Records excerpted from a collection
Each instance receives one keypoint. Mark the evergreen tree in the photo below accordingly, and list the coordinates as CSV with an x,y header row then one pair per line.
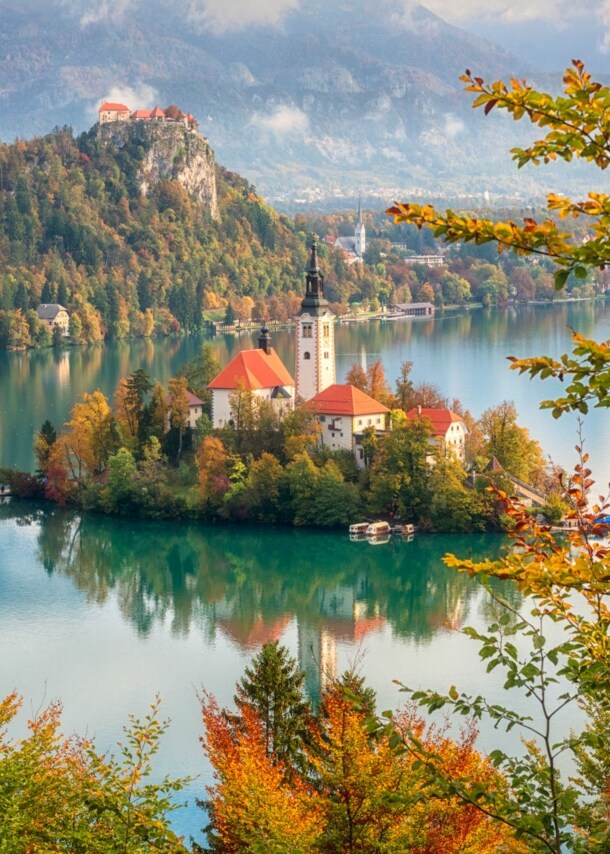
x,y
273,687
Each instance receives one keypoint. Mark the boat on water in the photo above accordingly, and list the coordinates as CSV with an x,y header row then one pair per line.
x,y
359,528
378,540
378,529
379,532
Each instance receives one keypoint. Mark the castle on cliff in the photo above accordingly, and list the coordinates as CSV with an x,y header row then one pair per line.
x,y
113,112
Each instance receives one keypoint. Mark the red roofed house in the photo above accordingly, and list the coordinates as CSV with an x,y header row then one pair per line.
x,y
260,371
448,430
344,413
140,114
111,112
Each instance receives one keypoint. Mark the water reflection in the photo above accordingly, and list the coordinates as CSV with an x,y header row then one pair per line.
x,y
251,587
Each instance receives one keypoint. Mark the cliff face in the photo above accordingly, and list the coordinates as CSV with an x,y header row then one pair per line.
x,y
173,153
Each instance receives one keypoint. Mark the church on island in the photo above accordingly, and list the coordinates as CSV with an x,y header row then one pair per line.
x,y
343,411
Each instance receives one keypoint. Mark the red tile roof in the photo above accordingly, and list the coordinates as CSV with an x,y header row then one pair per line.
x,y
110,105
254,369
193,399
441,419
346,400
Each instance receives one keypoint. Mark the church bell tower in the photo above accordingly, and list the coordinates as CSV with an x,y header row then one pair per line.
x,y
315,339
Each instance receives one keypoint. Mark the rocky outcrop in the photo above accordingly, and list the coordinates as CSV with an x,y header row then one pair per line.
x,y
173,153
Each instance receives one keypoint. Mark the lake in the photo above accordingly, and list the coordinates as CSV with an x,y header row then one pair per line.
x,y
463,354
105,613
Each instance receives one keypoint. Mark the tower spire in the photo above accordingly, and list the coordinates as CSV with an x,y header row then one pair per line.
x,y
314,280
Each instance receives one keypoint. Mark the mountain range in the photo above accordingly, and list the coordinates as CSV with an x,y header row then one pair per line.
x,y
322,103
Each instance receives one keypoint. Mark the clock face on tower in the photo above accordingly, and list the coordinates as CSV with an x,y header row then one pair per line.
x,y
315,335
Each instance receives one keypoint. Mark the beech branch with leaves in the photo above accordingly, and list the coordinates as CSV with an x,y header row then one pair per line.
x,y
577,125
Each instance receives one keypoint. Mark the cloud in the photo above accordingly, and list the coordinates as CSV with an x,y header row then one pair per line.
x,y
509,11
94,11
139,97
283,121
453,126
221,15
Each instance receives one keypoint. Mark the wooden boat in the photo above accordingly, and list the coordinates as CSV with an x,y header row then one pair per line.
x,y
358,528
377,529
378,540
403,530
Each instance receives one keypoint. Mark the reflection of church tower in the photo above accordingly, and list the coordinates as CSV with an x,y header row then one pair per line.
x,y
315,340
360,234
317,659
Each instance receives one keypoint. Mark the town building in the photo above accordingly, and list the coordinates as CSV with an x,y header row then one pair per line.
x,y
411,309
112,112
426,260
353,247
259,371
448,430
315,335
344,413
195,409
55,316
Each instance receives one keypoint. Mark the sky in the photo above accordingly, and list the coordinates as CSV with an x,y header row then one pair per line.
x,y
547,33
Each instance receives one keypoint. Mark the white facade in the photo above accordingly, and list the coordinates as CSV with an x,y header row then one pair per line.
x,y
221,403
344,432
455,440
315,353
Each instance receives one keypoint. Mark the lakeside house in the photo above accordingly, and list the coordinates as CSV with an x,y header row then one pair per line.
x,y
527,494
54,316
344,412
449,430
411,309
259,371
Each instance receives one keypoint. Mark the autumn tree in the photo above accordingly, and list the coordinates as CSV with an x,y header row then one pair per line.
x,y
60,794
511,444
43,442
200,372
130,411
213,468
561,637
404,387
357,377
178,409
251,806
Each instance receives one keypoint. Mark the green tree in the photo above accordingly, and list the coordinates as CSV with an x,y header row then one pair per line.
x,y
272,686
519,454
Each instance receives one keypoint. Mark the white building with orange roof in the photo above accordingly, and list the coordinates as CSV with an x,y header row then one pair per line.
x,y
259,371
110,111
344,413
448,430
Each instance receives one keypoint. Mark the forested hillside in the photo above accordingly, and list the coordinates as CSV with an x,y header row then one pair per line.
x,y
75,229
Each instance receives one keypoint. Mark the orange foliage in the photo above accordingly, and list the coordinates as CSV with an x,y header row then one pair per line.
x,y
253,808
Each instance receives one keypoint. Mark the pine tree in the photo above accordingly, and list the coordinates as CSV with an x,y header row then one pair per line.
x,y
273,687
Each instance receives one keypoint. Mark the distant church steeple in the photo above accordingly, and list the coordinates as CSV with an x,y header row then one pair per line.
x,y
314,280
360,233
264,339
315,344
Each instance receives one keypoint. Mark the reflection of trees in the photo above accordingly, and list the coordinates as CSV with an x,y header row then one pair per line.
x,y
247,579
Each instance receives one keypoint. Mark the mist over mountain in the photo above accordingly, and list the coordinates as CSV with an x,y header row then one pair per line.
x,y
311,101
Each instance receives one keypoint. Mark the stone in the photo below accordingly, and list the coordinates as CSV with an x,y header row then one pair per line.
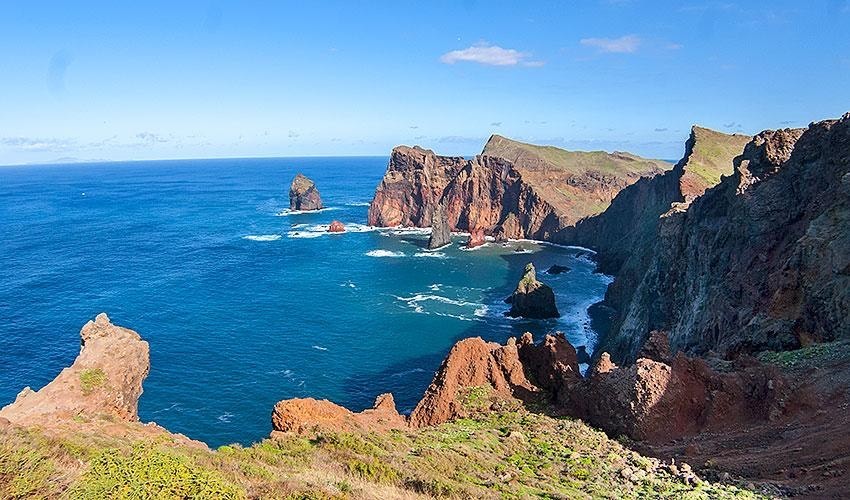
x,y
532,298
304,195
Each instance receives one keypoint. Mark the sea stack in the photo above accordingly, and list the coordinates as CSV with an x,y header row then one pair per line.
x,y
532,299
476,238
303,194
441,234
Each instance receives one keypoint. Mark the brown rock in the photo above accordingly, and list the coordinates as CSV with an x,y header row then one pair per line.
x,y
471,363
476,238
552,364
105,380
303,194
761,253
441,233
532,299
308,415
512,190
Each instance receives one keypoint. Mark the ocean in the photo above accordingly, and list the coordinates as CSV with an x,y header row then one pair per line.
x,y
242,302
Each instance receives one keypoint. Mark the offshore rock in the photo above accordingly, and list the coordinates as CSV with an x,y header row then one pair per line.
x,y
303,194
441,232
476,238
532,299
104,381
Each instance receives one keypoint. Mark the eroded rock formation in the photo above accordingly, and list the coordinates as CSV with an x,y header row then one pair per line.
x,y
512,190
304,195
765,254
104,381
532,298
308,415
441,232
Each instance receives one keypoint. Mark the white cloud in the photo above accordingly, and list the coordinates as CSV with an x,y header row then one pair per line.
x,y
623,45
490,55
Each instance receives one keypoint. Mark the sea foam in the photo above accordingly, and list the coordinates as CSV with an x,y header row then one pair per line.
x,y
384,253
262,237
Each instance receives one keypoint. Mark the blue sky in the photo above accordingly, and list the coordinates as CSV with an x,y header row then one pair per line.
x,y
149,80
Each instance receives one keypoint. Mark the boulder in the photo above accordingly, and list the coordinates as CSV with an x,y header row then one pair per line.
x,y
441,234
303,194
532,299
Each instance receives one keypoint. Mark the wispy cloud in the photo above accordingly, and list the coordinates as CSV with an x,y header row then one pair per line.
x,y
489,55
56,72
36,144
623,45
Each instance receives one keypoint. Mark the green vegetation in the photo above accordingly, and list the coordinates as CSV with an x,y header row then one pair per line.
x,y
713,154
506,453
147,471
90,379
618,164
813,355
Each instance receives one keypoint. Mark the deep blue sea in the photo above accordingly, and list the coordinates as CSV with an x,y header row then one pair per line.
x,y
243,303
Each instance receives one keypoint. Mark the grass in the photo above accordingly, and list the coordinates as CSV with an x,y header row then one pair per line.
x,y
91,379
506,453
813,355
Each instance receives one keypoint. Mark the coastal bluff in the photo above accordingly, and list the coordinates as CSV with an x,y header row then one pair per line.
x,y
511,190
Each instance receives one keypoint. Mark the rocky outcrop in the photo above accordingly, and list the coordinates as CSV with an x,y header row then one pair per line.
x,y
303,194
471,363
105,381
625,233
655,401
532,298
308,415
758,262
512,190
476,238
441,232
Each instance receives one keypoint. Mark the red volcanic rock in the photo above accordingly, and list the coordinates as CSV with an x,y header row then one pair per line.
x,y
303,194
476,238
105,379
308,415
658,402
532,298
472,362
512,190
552,364
765,254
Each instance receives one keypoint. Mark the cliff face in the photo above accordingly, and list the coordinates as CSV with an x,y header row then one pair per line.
x,y
304,195
627,230
105,380
761,261
512,190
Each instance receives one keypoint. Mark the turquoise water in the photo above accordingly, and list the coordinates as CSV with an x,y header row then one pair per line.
x,y
243,303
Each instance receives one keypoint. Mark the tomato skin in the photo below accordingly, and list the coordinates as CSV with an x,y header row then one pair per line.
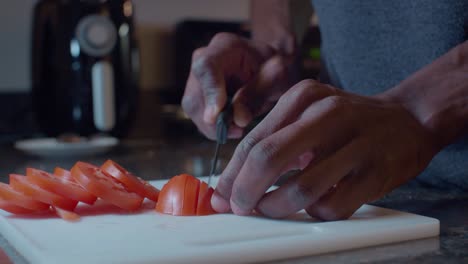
x,y
173,196
102,185
23,185
14,209
63,174
204,200
60,186
66,215
131,182
11,195
185,195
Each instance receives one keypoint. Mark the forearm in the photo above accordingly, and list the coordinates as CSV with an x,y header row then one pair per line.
x,y
437,95
280,23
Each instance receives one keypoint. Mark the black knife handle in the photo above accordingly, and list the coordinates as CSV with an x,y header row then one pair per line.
x,y
223,121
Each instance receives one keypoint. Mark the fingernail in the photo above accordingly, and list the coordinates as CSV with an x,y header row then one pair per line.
x,y
210,114
237,210
219,204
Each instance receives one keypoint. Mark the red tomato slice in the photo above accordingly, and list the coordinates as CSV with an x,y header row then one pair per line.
x,y
192,186
60,186
13,208
204,200
9,194
172,195
66,215
185,195
131,182
23,185
63,174
102,185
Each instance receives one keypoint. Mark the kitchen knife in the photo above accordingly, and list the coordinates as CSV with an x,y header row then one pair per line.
x,y
222,125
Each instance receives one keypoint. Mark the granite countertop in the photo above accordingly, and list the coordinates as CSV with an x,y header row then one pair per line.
x,y
162,158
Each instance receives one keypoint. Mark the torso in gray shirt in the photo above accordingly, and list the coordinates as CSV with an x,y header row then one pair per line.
x,y
369,46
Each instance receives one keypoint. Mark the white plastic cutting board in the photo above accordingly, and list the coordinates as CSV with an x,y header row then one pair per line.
x,y
108,235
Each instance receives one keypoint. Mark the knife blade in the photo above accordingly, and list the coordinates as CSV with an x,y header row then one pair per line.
x,y
222,125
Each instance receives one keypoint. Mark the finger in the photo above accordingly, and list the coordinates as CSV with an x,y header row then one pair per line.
x,y
281,115
265,89
208,71
349,195
315,180
269,158
193,104
228,58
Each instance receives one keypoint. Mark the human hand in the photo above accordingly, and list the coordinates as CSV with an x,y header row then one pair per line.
x,y
253,72
350,149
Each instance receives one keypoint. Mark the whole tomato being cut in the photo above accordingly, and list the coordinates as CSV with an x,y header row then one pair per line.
x,y
103,185
131,182
185,195
61,186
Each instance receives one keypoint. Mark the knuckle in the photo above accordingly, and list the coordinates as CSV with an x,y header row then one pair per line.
x,y
246,145
304,193
201,64
223,37
264,152
335,102
301,90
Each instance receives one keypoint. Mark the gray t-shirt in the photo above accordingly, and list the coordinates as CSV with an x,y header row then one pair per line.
x,y
369,46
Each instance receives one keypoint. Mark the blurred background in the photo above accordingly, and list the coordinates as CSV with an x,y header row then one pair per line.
x,y
45,65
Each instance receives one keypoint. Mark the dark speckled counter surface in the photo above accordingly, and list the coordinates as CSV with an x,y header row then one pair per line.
x,y
163,158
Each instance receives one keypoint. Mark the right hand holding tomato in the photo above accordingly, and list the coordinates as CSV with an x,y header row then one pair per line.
x,y
253,72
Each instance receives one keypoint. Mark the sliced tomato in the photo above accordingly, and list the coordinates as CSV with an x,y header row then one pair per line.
x,y
66,215
22,184
13,208
131,182
103,185
63,174
60,186
10,195
204,200
185,195
192,186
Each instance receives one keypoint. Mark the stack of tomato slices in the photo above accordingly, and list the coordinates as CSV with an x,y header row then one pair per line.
x,y
61,191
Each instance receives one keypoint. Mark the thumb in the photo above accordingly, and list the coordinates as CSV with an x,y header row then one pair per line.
x,y
212,83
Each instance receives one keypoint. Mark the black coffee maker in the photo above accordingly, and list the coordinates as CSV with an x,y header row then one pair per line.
x,y
85,66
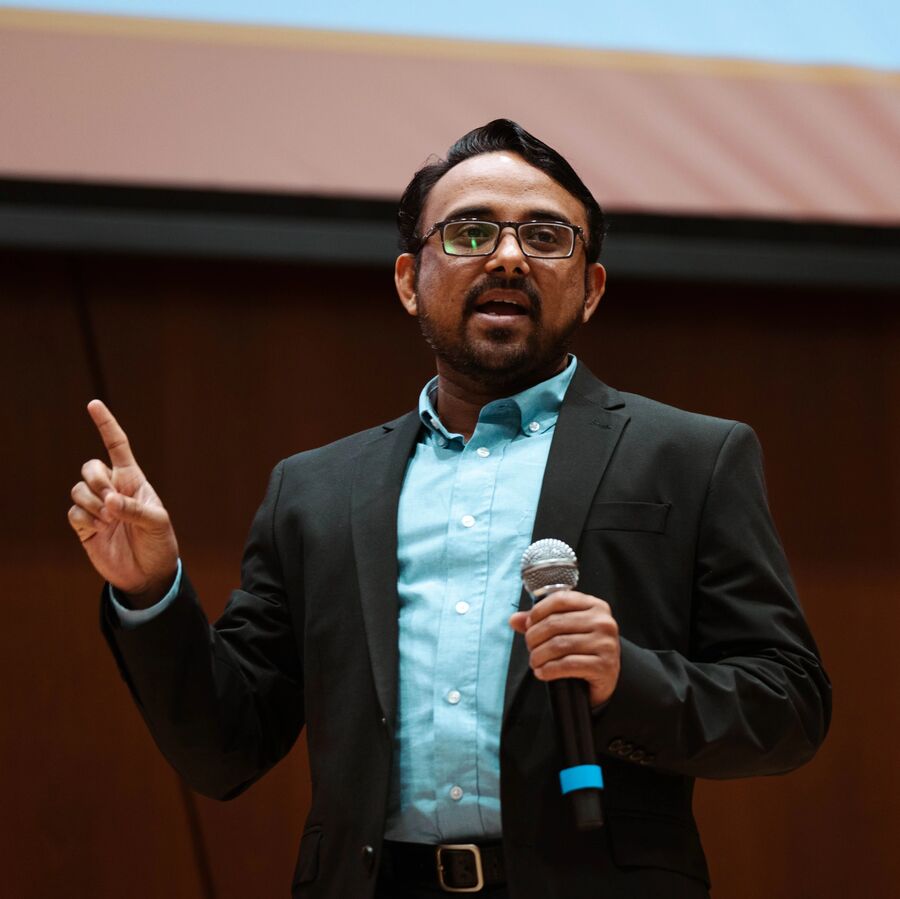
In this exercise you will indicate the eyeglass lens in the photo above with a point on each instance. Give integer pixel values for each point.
(545, 239)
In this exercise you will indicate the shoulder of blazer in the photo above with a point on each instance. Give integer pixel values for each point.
(587, 388)
(346, 449)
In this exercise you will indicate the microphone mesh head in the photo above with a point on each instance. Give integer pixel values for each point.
(549, 562)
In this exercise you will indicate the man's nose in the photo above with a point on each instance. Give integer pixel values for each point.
(508, 257)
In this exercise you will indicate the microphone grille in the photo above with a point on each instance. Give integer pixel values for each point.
(549, 562)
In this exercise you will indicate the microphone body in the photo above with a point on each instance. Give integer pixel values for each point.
(548, 566)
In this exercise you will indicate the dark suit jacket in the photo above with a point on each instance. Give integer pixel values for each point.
(667, 510)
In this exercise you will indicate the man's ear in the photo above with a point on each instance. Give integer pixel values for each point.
(405, 279)
(595, 285)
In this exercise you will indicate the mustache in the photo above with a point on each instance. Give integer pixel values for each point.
(497, 282)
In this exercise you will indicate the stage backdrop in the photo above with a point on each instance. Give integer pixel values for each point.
(777, 110)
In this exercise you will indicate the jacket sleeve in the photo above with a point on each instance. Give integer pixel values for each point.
(223, 703)
(750, 696)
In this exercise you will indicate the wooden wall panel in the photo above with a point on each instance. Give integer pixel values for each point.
(89, 807)
(219, 369)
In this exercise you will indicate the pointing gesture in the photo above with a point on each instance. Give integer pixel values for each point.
(122, 525)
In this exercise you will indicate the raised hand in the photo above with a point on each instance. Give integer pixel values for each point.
(123, 527)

§ **AIM OF THE TASK**
Exactly reproduce the lines that run from the line with "In this exercise you will indicate the pointing" through the last line of the records, inclusive.

§ **TASK OUTPUT**
In this exercise you will indicate the pointing gesture in the photo above with a point on each instance. Give integer pixel values for each point.
(122, 525)
In this exercise you will indicate the raised hand in the photo above with a point on each instance. Give integer pixel values for each point.
(123, 527)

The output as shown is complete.